YOUR INSTRUCTIONS: Check each line of the records for "facade"; collect those that have it.

**** SOURCE DATA

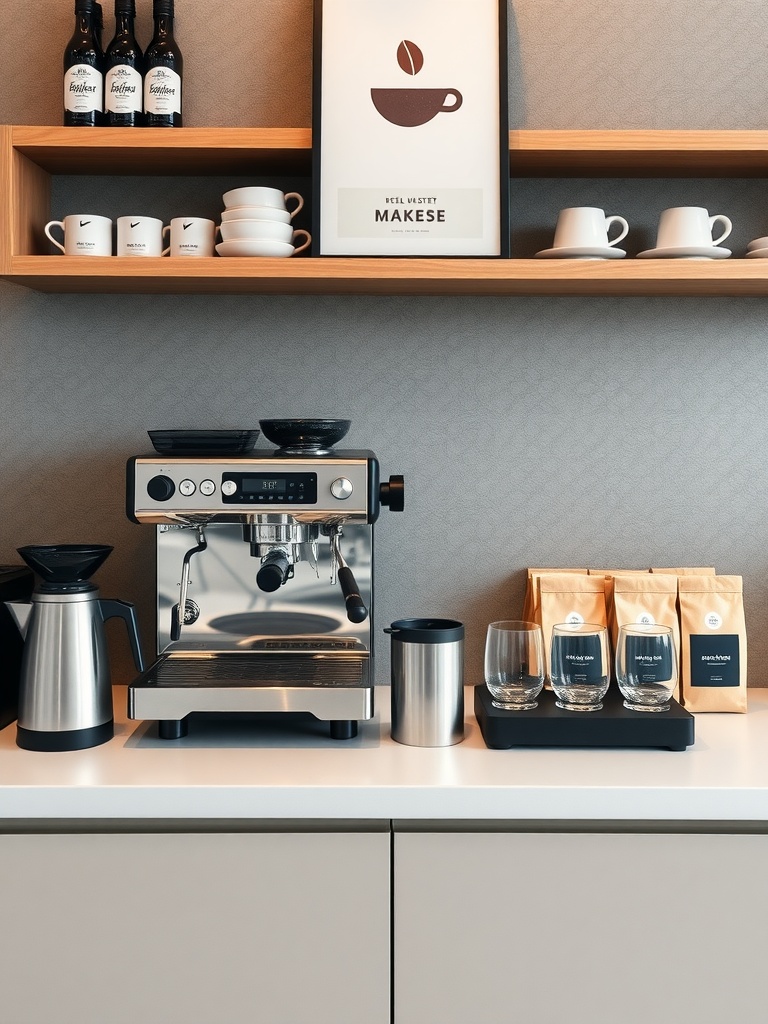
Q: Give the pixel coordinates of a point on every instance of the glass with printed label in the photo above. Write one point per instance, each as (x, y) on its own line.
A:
(646, 666)
(580, 666)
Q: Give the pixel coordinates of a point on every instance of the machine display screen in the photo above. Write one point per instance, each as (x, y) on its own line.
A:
(263, 484)
(266, 488)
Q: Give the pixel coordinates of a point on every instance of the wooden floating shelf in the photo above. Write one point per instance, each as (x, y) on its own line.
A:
(332, 275)
(29, 156)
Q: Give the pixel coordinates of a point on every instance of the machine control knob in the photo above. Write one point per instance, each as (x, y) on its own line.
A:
(161, 488)
(341, 487)
(393, 494)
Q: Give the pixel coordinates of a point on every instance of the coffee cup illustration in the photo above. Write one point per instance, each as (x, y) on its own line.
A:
(410, 108)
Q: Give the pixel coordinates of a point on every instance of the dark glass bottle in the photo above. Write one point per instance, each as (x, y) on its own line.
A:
(124, 62)
(83, 64)
(163, 72)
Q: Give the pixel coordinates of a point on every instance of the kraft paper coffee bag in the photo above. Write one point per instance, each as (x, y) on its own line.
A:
(609, 576)
(569, 597)
(649, 598)
(713, 643)
(530, 612)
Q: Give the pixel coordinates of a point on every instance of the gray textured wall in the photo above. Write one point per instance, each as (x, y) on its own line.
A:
(530, 431)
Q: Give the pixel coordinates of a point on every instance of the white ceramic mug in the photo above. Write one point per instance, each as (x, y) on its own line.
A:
(587, 226)
(262, 196)
(139, 237)
(189, 237)
(689, 226)
(84, 235)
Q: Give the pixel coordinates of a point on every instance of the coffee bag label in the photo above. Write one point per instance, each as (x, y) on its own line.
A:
(83, 89)
(714, 660)
(162, 91)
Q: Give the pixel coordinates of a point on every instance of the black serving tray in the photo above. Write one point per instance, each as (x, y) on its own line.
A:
(615, 725)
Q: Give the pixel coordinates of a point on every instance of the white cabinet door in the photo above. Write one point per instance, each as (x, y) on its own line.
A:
(580, 929)
(195, 929)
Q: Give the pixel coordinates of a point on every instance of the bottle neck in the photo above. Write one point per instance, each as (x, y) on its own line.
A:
(164, 26)
(123, 24)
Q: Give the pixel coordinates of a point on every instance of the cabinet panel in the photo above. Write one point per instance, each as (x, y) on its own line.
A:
(589, 929)
(201, 929)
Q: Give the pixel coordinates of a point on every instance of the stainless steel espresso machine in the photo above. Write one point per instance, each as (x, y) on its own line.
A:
(264, 576)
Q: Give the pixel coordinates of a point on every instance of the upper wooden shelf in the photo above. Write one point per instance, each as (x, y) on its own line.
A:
(29, 156)
(242, 151)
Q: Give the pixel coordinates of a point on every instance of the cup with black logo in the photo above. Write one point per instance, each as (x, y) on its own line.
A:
(580, 666)
(646, 666)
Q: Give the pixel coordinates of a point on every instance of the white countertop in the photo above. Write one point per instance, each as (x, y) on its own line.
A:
(243, 772)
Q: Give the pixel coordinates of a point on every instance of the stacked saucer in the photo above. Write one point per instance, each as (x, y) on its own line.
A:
(256, 221)
(758, 248)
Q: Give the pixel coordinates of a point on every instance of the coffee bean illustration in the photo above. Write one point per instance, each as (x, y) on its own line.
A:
(410, 57)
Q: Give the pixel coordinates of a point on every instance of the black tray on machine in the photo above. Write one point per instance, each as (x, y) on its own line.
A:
(549, 725)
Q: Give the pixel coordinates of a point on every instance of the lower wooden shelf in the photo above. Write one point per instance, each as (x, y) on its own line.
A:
(364, 275)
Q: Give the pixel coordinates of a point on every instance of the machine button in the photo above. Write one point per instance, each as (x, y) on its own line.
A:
(161, 488)
(341, 487)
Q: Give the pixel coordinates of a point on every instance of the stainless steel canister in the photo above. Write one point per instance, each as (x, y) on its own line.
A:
(427, 657)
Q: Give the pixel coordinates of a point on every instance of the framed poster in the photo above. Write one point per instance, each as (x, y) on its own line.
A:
(410, 128)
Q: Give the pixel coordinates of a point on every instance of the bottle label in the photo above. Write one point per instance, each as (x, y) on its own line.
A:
(162, 91)
(83, 89)
(123, 90)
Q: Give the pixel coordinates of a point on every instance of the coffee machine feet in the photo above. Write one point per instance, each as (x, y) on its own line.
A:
(172, 728)
(343, 729)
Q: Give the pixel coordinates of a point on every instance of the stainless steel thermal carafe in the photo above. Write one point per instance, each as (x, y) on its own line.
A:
(65, 697)
(427, 675)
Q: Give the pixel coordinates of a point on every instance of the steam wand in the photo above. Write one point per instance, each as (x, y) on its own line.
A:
(178, 612)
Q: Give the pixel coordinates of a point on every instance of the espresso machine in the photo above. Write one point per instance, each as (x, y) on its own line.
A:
(264, 574)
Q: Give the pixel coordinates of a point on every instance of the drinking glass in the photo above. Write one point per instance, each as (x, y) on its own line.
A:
(579, 666)
(514, 664)
(646, 666)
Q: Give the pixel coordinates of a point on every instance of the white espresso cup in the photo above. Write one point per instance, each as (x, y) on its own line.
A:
(263, 196)
(84, 235)
(689, 226)
(139, 237)
(586, 226)
(189, 237)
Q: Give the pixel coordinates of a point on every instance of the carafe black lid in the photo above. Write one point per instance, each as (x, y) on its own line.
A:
(427, 630)
(65, 565)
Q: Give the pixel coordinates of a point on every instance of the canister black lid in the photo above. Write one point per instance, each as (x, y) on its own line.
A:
(426, 630)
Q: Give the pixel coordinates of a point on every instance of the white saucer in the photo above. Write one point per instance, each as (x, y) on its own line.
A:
(582, 252)
(686, 252)
(254, 247)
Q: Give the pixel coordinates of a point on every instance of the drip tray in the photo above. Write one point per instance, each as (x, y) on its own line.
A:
(549, 725)
(331, 685)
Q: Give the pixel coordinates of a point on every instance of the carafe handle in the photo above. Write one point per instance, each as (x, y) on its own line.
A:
(123, 609)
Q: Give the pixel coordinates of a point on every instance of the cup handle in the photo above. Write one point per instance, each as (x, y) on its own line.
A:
(455, 107)
(728, 227)
(54, 223)
(304, 245)
(298, 206)
(616, 220)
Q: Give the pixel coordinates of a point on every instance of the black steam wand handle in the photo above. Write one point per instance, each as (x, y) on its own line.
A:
(356, 610)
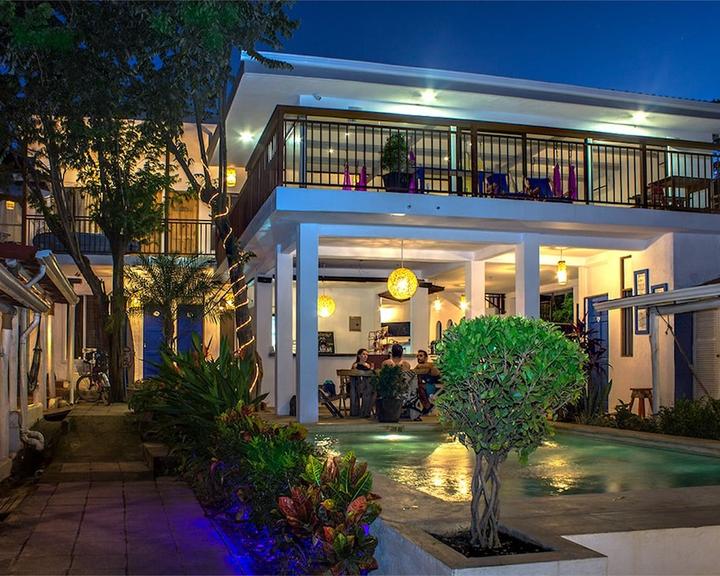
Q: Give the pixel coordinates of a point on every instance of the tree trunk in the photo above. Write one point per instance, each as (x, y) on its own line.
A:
(485, 503)
(118, 327)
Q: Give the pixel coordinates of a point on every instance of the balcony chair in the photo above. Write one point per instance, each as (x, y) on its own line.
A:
(493, 184)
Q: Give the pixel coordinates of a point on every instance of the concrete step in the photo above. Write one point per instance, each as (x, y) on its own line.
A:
(158, 458)
(96, 472)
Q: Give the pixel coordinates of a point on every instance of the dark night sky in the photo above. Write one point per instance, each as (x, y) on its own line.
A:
(665, 48)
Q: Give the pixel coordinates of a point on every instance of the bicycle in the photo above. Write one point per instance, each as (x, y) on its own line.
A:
(94, 385)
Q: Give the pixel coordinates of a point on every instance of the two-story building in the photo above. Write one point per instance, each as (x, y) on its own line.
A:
(511, 196)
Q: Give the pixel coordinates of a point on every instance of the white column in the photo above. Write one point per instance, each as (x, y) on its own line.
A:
(583, 292)
(5, 379)
(13, 357)
(263, 332)
(527, 277)
(306, 323)
(284, 368)
(475, 288)
(23, 365)
(70, 348)
(420, 320)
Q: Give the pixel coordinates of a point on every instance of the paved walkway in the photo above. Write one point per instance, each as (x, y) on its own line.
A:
(109, 524)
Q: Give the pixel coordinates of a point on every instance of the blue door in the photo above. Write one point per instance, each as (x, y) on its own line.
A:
(152, 340)
(597, 327)
(190, 321)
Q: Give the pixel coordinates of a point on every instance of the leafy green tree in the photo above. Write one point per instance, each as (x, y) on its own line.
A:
(502, 376)
(204, 41)
(168, 281)
(77, 76)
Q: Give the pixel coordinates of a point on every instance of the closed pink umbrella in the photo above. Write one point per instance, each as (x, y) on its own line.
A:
(347, 185)
(557, 181)
(412, 187)
(572, 183)
(362, 180)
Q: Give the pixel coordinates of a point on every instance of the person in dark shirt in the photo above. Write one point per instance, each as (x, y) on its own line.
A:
(361, 361)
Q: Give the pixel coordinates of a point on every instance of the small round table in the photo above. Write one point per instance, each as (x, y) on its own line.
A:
(641, 394)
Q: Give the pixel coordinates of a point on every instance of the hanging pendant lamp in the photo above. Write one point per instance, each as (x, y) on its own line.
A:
(326, 305)
(402, 282)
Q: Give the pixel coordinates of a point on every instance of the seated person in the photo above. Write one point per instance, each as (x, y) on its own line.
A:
(538, 188)
(395, 359)
(428, 375)
(361, 361)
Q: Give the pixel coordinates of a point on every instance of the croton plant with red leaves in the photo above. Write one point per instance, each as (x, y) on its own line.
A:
(333, 507)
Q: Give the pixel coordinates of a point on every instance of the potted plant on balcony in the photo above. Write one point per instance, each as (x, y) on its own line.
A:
(396, 164)
(390, 386)
(502, 376)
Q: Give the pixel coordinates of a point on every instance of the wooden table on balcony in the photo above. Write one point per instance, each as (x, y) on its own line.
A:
(676, 192)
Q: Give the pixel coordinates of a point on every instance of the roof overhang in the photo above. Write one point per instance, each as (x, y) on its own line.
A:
(370, 87)
(54, 284)
(670, 302)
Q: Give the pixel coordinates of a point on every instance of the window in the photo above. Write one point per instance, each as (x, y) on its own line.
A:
(627, 328)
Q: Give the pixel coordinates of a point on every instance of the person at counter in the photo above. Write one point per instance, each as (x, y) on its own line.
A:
(396, 358)
(428, 377)
(361, 361)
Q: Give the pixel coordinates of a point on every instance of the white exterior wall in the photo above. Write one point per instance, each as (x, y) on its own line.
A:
(603, 277)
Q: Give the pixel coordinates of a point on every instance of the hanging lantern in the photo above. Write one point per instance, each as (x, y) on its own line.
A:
(326, 306)
(402, 282)
(464, 305)
(561, 271)
(231, 177)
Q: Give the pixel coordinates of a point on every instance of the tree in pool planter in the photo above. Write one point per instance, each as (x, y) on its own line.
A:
(502, 376)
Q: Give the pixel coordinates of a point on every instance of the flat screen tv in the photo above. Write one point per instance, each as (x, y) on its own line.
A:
(397, 329)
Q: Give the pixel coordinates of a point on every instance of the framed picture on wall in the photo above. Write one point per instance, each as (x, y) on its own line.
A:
(326, 343)
(640, 288)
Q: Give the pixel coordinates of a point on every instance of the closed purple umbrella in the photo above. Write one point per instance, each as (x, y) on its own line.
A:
(347, 185)
(557, 181)
(572, 183)
(362, 180)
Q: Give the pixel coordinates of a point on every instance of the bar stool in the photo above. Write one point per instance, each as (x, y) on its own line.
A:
(641, 394)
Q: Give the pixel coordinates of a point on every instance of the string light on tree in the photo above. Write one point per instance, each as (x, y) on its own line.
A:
(561, 270)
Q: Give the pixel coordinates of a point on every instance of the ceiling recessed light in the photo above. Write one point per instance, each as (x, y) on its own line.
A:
(428, 96)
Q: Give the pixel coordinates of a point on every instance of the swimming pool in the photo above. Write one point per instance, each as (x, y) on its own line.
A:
(429, 461)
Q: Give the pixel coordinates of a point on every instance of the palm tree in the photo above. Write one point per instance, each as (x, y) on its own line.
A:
(168, 281)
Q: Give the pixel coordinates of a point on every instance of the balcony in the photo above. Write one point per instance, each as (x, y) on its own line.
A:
(184, 237)
(310, 148)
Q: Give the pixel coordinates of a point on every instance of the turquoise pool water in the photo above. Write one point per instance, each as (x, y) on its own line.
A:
(566, 464)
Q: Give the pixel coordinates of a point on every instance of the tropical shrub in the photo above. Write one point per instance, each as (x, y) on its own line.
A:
(191, 391)
(333, 508)
(390, 382)
(592, 404)
(697, 418)
(254, 462)
(396, 154)
(502, 376)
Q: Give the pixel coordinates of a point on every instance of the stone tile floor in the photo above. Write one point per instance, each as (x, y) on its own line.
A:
(141, 527)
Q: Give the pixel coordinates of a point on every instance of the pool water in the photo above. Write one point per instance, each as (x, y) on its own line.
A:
(568, 463)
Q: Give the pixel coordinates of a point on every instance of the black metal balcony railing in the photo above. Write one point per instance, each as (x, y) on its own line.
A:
(307, 147)
(185, 237)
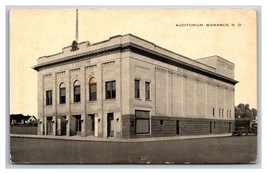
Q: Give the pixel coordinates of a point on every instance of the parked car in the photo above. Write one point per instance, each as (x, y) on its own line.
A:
(240, 131)
(254, 128)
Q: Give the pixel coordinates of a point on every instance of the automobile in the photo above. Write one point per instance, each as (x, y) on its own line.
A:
(254, 128)
(240, 131)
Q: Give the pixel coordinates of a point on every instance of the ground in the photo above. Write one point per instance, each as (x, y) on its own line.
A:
(238, 149)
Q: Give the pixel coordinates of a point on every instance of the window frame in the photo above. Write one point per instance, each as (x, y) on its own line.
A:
(141, 117)
(62, 98)
(110, 94)
(137, 88)
(92, 95)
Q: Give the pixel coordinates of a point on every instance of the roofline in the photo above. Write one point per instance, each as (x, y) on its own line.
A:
(132, 46)
(217, 57)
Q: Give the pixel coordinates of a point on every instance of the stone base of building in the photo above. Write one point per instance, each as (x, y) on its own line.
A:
(162, 126)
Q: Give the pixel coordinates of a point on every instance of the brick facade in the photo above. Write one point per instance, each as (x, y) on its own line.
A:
(194, 95)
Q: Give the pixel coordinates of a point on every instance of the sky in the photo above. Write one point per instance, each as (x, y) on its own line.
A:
(34, 33)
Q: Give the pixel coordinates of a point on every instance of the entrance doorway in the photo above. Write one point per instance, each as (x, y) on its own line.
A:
(177, 127)
(49, 126)
(63, 125)
(230, 127)
(110, 125)
(78, 125)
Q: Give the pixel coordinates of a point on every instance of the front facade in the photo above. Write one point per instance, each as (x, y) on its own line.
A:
(127, 87)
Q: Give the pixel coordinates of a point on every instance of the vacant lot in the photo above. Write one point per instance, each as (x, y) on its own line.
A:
(206, 150)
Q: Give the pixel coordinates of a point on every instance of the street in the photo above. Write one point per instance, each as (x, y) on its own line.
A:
(220, 150)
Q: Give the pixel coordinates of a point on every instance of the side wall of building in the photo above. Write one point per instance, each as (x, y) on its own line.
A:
(90, 116)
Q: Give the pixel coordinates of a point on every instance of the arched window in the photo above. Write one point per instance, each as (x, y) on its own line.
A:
(92, 90)
(77, 91)
(62, 93)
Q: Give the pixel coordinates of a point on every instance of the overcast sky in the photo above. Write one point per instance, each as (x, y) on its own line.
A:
(35, 33)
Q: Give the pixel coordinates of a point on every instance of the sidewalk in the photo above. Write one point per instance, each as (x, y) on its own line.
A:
(95, 139)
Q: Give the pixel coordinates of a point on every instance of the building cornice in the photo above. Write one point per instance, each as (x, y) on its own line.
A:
(138, 50)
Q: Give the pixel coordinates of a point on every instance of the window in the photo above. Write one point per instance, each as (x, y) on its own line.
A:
(147, 90)
(132, 123)
(137, 88)
(111, 90)
(49, 97)
(142, 122)
(62, 94)
(77, 91)
(92, 90)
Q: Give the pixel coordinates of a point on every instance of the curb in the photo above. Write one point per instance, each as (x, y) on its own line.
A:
(93, 139)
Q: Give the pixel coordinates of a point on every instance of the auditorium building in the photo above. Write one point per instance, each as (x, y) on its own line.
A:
(128, 87)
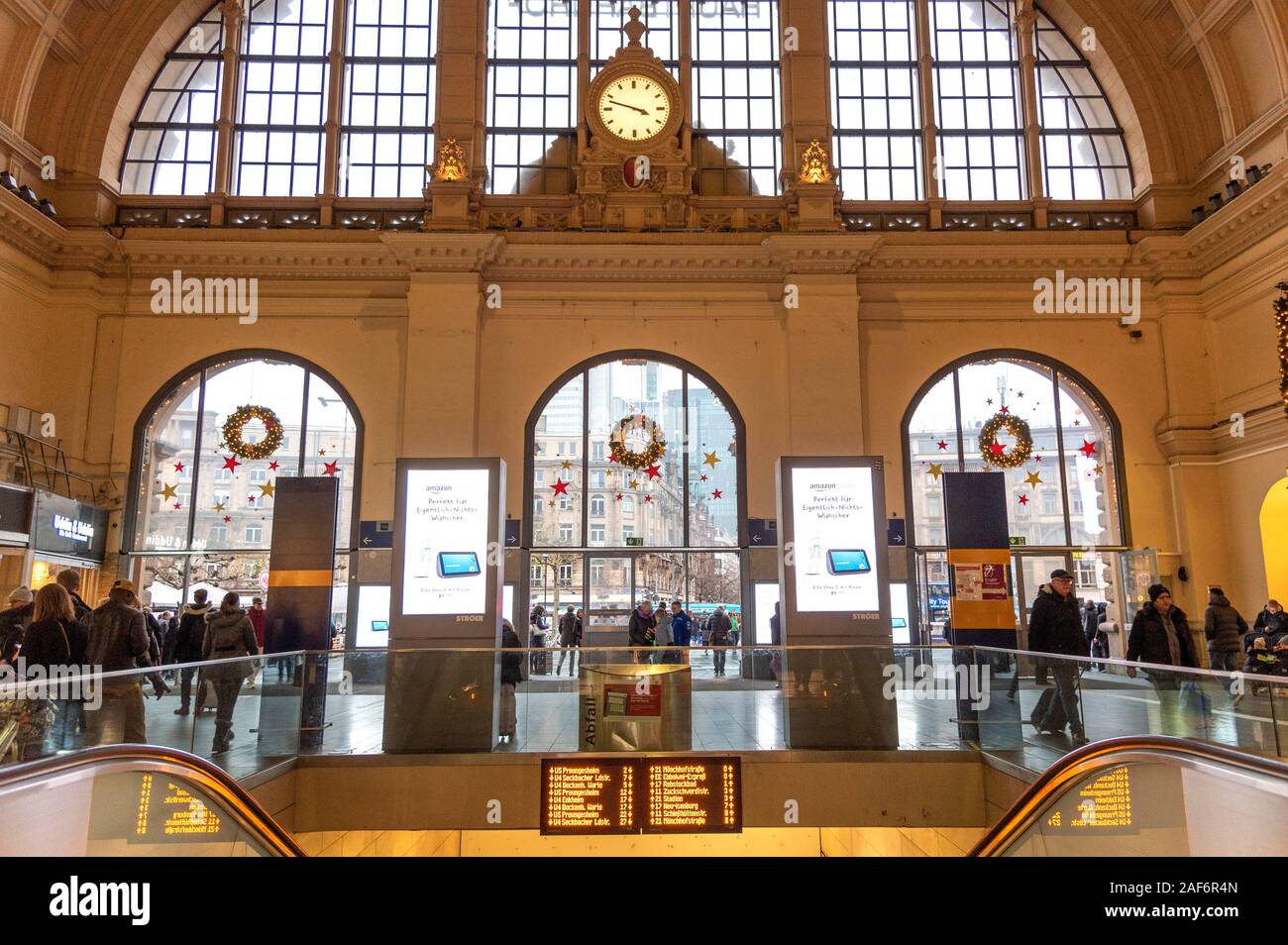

********

RESULT:
Q: Give the pixel coordinates of a point on every instance of the brick facade in the photo above. Write one point per instance, each as (x, y) on its own line.
Q: Give the pixel coordinates of a point on every instance of the front facade in the photo above. Write one point per instance, each as (x, y) on its own line.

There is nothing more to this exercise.